-- Dataset excerpts --
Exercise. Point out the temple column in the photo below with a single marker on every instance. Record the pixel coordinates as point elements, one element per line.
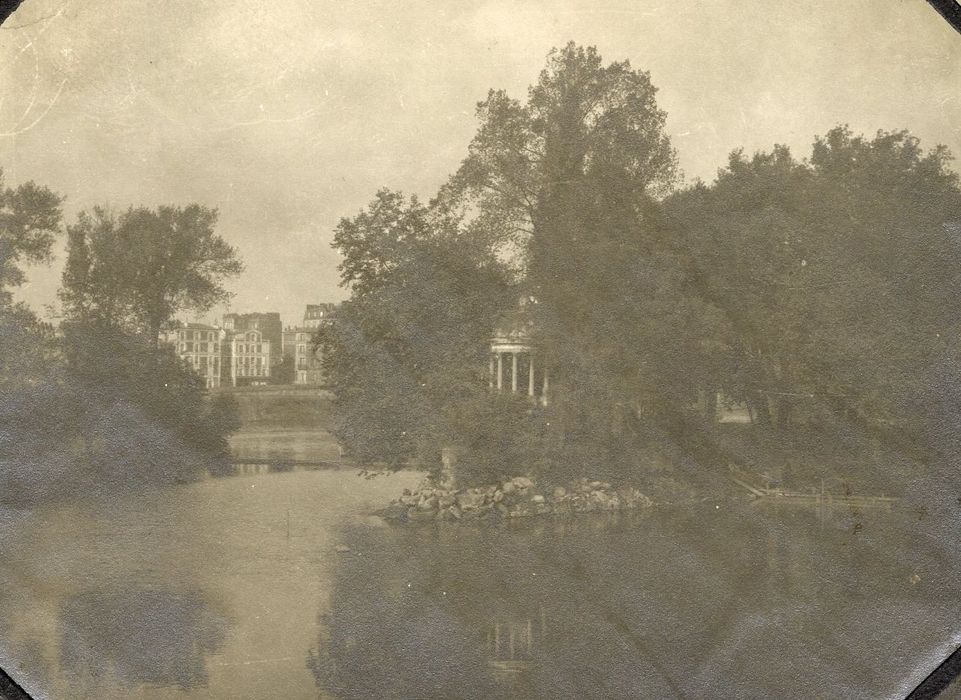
<point>547,385</point>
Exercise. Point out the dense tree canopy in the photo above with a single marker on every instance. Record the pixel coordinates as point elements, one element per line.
<point>409,347</point>
<point>820,293</point>
<point>840,275</point>
<point>138,269</point>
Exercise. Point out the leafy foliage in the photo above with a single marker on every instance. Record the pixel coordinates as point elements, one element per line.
<point>138,269</point>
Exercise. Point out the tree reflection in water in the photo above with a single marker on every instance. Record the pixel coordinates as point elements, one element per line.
<point>142,636</point>
<point>679,603</point>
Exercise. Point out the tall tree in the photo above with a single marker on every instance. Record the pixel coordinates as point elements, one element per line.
<point>411,344</point>
<point>571,179</point>
<point>840,276</point>
<point>30,217</point>
<point>138,269</point>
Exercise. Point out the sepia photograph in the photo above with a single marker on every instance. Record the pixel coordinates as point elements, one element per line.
<point>501,349</point>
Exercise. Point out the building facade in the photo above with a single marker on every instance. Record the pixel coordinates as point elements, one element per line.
<point>201,347</point>
<point>514,363</point>
<point>306,360</point>
<point>315,315</point>
<point>248,357</point>
<point>268,324</point>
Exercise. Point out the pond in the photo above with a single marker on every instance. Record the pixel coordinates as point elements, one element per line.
<point>278,585</point>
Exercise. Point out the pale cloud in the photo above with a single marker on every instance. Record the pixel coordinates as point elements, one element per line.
<point>290,114</point>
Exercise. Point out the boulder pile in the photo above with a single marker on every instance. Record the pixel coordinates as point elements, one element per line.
<point>515,498</point>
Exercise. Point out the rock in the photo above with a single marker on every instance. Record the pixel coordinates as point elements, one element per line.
<point>395,511</point>
<point>470,499</point>
<point>420,515</point>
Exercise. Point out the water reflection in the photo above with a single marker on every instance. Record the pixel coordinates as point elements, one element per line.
<point>679,603</point>
<point>140,636</point>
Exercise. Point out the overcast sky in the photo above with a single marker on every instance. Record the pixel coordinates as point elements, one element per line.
<point>287,115</point>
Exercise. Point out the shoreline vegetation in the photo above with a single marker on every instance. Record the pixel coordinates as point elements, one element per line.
<point>514,498</point>
<point>816,294</point>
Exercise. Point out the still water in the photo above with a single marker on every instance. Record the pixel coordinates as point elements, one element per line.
<point>241,587</point>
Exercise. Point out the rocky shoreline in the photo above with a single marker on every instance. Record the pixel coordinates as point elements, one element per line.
<point>515,498</point>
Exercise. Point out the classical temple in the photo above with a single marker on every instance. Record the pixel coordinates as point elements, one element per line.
<point>514,362</point>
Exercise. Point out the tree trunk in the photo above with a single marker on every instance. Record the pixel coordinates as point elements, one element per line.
<point>785,407</point>
<point>710,407</point>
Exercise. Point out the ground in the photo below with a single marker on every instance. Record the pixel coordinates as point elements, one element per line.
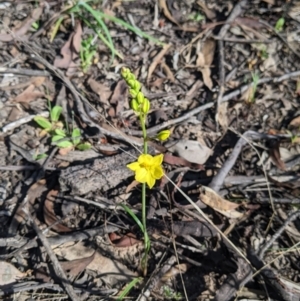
<point>223,77</point>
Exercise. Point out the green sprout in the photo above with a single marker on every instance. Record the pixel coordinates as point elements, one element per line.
<point>255,80</point>
<point>55,128</point>
<point>96,21</point>
<point>196,17</point>
<point>50,125</point>
<point>279,24</point>
<point>169,294</point>
<point>87,53</point>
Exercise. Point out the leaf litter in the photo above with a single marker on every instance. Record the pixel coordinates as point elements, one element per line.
<point>243,175</point>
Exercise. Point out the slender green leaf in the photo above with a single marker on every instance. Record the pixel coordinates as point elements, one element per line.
<point>55,113</point>
<point>83,146</point>
<point>133,215</point>
<point>60,132</point>
<point>129,287</point>
<point>43,122</point>
<point>76,136</point>
<point>40,156</point>
<point>57,138</point>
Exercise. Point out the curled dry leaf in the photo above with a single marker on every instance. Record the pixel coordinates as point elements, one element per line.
<point>9,274</point>
<point>70,50</point>
<point>29,95</point>
<point>21,31</point>
<point>205,59</point>
<point>163,6</point>
<point>192,151</point>
<point>49,214</point>
<point>213,200</point>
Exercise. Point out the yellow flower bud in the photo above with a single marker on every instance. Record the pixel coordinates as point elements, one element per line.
<point>140,97</point>
<point>134,105</point>
<point>146,106</point>
<point>163,135</point>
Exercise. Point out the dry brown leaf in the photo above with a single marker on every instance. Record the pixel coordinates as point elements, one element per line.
<point>74,267</point>
<point>163,6</point>
<point>66,54</point>
<point>70,51</point>
<point>206,77</point>
<point>21,31</point>
<point>208,50</point>
<point>210,14</point>
<point>213,200</point>
<point>119,96</point>
<point>157,60</point>
<point>190,150</point>
<point>49,214</point>
<point>222,116</point>
<point>174,271</point>
<point>168,72</point>
<point>9,273</point>
<point>295,123</point>
<point>14,114</point>
<point>275,154</point>
<point>29,95</point>
<point>204,60</point>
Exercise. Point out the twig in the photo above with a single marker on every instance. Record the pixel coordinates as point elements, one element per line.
<point>219,179</point>
<point>56,265</point>
<point>244,88</point>
<point>238,9</point>
<point>177,120</point>
<point>268,244</point>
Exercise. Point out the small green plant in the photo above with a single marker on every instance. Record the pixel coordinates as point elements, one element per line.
<point>95,21</point>
<point>50,125</point>
<point>279,24</point>
<point>87,53</point>
<point>55,128</point>
<point>169,294</point>
<point>196,17</point>
<point>147,168</point>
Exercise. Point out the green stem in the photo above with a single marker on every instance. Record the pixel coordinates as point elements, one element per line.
<point>146,238</point>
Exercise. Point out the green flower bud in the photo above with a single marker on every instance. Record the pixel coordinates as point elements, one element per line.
<point>140,97</point>
<point>134,105</point>
<point>163,135</point>
<point>146,106</point>
<point>137,86</point>
<point>125,72</point>
<point>133,93</point>
<point>131,83</point>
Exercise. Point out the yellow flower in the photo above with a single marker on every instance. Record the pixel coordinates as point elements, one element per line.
<point>163,135</point>
<point>147,169</point>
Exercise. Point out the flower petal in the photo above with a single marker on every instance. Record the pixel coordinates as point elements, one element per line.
<point>157,160</point>
<point>141,175</point>
<point>150,180</point>
<point>133,166</point>
<point>157,172</point>
<point>145,159</point>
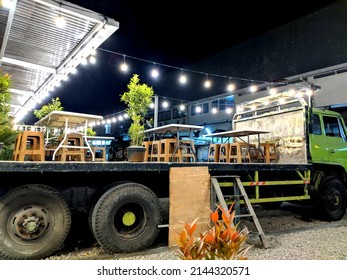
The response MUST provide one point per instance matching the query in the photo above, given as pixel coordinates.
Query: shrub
(222, 241)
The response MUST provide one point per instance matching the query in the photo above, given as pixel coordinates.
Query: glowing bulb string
(182, 69)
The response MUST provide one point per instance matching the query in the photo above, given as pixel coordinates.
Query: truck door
(319, 151)
(335, 135)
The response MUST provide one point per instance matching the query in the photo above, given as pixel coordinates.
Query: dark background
(173, 35)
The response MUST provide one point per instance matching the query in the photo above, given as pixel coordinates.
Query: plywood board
(189, 199)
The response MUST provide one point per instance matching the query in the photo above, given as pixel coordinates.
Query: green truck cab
(328, 149)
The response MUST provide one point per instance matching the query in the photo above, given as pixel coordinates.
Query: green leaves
(55, 105)
(137, 98)
(223, 241)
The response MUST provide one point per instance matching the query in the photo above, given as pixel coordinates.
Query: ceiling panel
(37, 53)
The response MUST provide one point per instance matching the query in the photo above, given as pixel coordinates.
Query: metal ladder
(239, 192)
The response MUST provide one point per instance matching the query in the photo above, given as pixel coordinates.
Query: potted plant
(137, 98)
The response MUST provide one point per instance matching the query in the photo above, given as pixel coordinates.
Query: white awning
(38, 54)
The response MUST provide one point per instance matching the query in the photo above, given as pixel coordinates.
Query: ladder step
(238, 187)
(243, 215)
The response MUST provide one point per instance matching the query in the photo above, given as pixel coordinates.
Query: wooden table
(174, 130)
(68, 120)
(239, 133)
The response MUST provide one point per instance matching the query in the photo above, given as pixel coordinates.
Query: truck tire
(126, 218)
(332, 199)
(34, 222)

-- Problem statement --
Repeat each entry above word for word, leaving every picture out.

-- Written solution --
Exercise. Point out the temple column in the photo below with a single marker on every instance. Record the pixel coordinates as point elements, one element per line.
<point>547,385</point>
Exercise. Point out the dense tree canopy in the photo above with a single marker on every instance. Record the pixel coordinates as point elements, one element per line.
<point>409,347</point>
<point>820,293</point>
<point>840,275</point>
<point>138,269</point>
Exercise. Point out the leafy foliage in the photo above with a single marker on every instance. Record the pixel coordinates as point elements, one element per line.
<point>138,269</point>
Exercise. Point out the tree reflection in water in the photo above with a single marker on every instance. Record the pixel coordinates as point elements, one element per line.
<point>142,636</point>
<point>679,603</point>
Exercise. Point out the tall tree in the photo above with a single marker on every instance. Record the pixel coordinates as point elements, one element per line.
<point>411,344</point>
<point>571,179</point>
<point>840,276</point>
<point>30,217</point>
<point>138,269</point>
Exercise. Point out the sepia photograph in the photo above with a single marker on every instance. Record the pixel coordinates as point elements, one element per line.
<point>501,349</point>
Exercise. Point out the building facade in the photo above with a single marker on every instance. Record the pixel coordinates as point elements, one element per line.
<point>201,347</point>
<point>514,363</point>
<point>306,360</point>
<point>315,315</point>
<point>248,357</point>
<point>268,324</point>
Exercise. Point out the pond in the photo above with a single marker on every instance. Record the pixel coordinates as point elements, one element per line.
<point>278,585</point>
Exercise. Point out the pale cloud in the photo above with a single marker on every instance. Record the pixel coordinates as point elements, one element per line.
<point>290,114</point>
Exercise. Point out the boulder pile in the photo above with a single marker on every instance. Record the pixel coordinates as point elements, one element per line.
<point>515,498</point>
Exercise. Point out the rock in the photo above with a single marker on every instance. Record the pixel coordinates as point elements, one element per line.
<point>395,511</point>
<point>470,499</point>
<point>420,515</point>
Exercise. Point out the water reflection in the photo above with a single marker on every instance. Record the pixel coordinates as point elements, one element per line.
<point>679,603</point>
<point>140,636</point>
Exercise. Point out the overcast sky in the photo above with a single marker on every instance. Record the pixel coordinates as point elements, one element per line.
<point>287,115</point>
Exercise. Point out the shoreline vegetation in the photo above with a single marker on every instance. Record the pixel coordinates as point elements, one element per line.
<point>514,498</point>
<point>816,294</point>
Exercise. Point out the still water in the photo above with a single marker on every instance. Record the pixel coordinates as point elements, one element per line.
<point>241,587</point>
Exercise. Point out the rocky shoreline in the photo above with a single marker on every instance. Record the pixel coordinates as point elements, one element per line.
<point>515,498</point>
Exercise. Point out the classical temple in the photo above with a single marker on every instance. Record the pixel coordinates as point elements, one element per line.
<point>514,362</point>
Exercise. Point out the tree trunk in the photo above with a single marker on every instance. Record the pixel coordinates as point elements, one element per line.
<point>785,407</point>
<point>710,407</point>
Exercise. Point out the ground in the photo below with a single marker on every instance. Record the pixel coordinates as point elements, one element per line.
<point>223,77</point>
Exercise. Point out the green sprout in the photo above with a single marker on every instance. Record the pixel coordinates as point elements, one element per line.
<point>255,80</point>
<point>55,128</point>
<point>96,21</point>
<point>196,17</point>
<point>50,125</point>
<point>279,24</point>
<point>169,294</point>
<point>87,53</point>
Exercise. Point out the leaf litter in the photo above with a single marker on every instance. Record the pixel coordinates as point elements, one element per line.
<point>243,175</point>
Exercise. Point out the slender green leaf in the photo above with a single marker on every instance. Record the pixel coordinates as point elements, one element per line.
<point>55,113</point>
<point>83,146</point>
<point>133,215</point>
<point>60,132</point>
<point>129,287</point>
<point>43,122</point>
<point>76,136</point>
<point>40,156</point>
<point>57,138</point>
Exercise. Point out the curled dry leaf in the photo above with a single marker on every instance. Record the pixel coordinates as point elements, one element per line.
<point>9,274</point>
<point>70,50</point>
<point>29,95</point>
<point>21,31</point>
<point>205,59</point>
<point>163,6</point>
<point>192,151</point>
<point>49,214</point>
<point>213,200</point>
Exercise. Point out the yellow flower bud in the photo above with a single marker on every instance. Record the pixel coordinates as point elements, one element per line.
<point>140,97</point>
<point>134,105</point>
<point>146,106</point>
<point>163,135</point>
Exercise. Point out the dry brown leaf in the photo above with a single marker on every instance. Record the pixel coordinates as point elements, one element per line.
<point>74,267</point>
<point>163,6</point>
<point>66,54</point>
<point>70,51</point>
<point>206,77</point>
<point>21,31</point>
<point>208,50</point>
<point>210,14</point>
<point>213,200</point>
<point>119,96</point>
<point>157,60</point>
<point>190,150</point>
<point>49,214</point>
<point>222,116</point>
<point>174,271</point>
<point>168,72</point>
<point>9,273</point>
<point>295,123</point>
<point>14,114</point>
<point>275,154</point>
<point>29,95</point>
<point>204,60</point>
Exercise. Point out the twig in the photo above with a single marker on every instance. Record the pixel coordinates as point elements, one element per line.
<point>219,179</point>
<point>56,265</point>
<point>244,88</point>
<point>238,9</point>
<point>177,120</point>
<point>268,244</point>
Exercise. Point out the small green plant in the photo above with a single marker on every instance. Record the pixel coordinates as point elements, one element per line.
<point>95,21</point>
<point>50,125</point>
<point>279,24</point>
<point>87,53</point>
<point>55,128</point>
<point>169,294</point>
<point>196,17</point>
<point>147,168</point>
Exercise. Point out the green stem in the photo above with a single marker on every instance. Record the pixel coordinates as point elements, one element per line.
<point>146,238</point>
Exercise. Point out the green flower bud in the photo above with a single marker on every instance. Record the pixel coordinates as point elements, one element per line.
<point>140,97</point>
<point>134,105</point>
<point>163,135</point>
<point>146,106</point>
<point>137,86</point>
<point>125,72</point>
<point>133,93</point>
<point>131,83</point>
Exercise. Point out the yellow flower in the photo above with a single marker on every instance. Record the pixel coordinates as point elements, one element per line.
<point>163,135</point>
<point>147,169</point>
Exercise. Point out the flower petal in the photo above with a single marker on every instance. Record the pixel coordinates as point elements, one element per line.
<point>157,160</point>
<point>141,175</point>
<point>150,180</point>
<point>133,166</point>
<point>157,172</point>
<point>145,159</point>
The response MUST provide one point per instance matching the query in the photo above, given as pixel coordinates.
Query: shrub
(222, 241)
The response MUST provide one point per instance matching the query in the photo above, given as pixel coordinates.
Query: glowing bulb string
(182, 69)
The response MUST provide one point per instance matching the query in the photo above, given as pixel coordinates.
Query: truck door
(319, 151)
(335, 135)
The response MUST provide one point per instance matching the query in the photo above, given as pixel coordinates.
Query: dark background
(173, 35)
The response MUST provide one point per instance matching the query in the photo above, given as pixel coordinates.
Query: plywood board
(189, 199)
The response MUST provide one point per instance matching the query in the photo above, given as pixel coordinates.
Query: green truck cab
(328, 149)
The response MUST provide one point per instance matching the query in the photo above, given as pixel coordinates.
Query: green leaves
(55, 105)
(137, 98)
(223, 241)
The response MUST provide one point per instance matching the query in the photo above, given as pixel coordinates.
Query: ceiling panel
(37, 53)
The response MUST provide one point per instance matching the query in the photo above, given as pixel coordinates.
Query: metal ladder
(239, 192)
The response MUST provide one point per instance matching the query in the photo above, given as pixel coordinates.
Query: potted plant
(137, 98)
The response MUST provide one point per instance matching the query in the photo above, given as pixel coordinates.
Query: white awning
(38, 54)
The response MUST provide one point per instance matching the query in the photo above, given as pixel coordinates.
Query: ladder step
(238, 187)
(243, 215)
The response MUST provide one point per instance matching the query in the photo above, given as pixel coordinates.
Query: wooden table
(174, 130)
(68, 120)
(239, 133)
The response MUST provide one point per instance matching the query in the photo above, given as pixel coordinates.
Query: truck tire
(126, 218)
(332, 199)
(34, 222)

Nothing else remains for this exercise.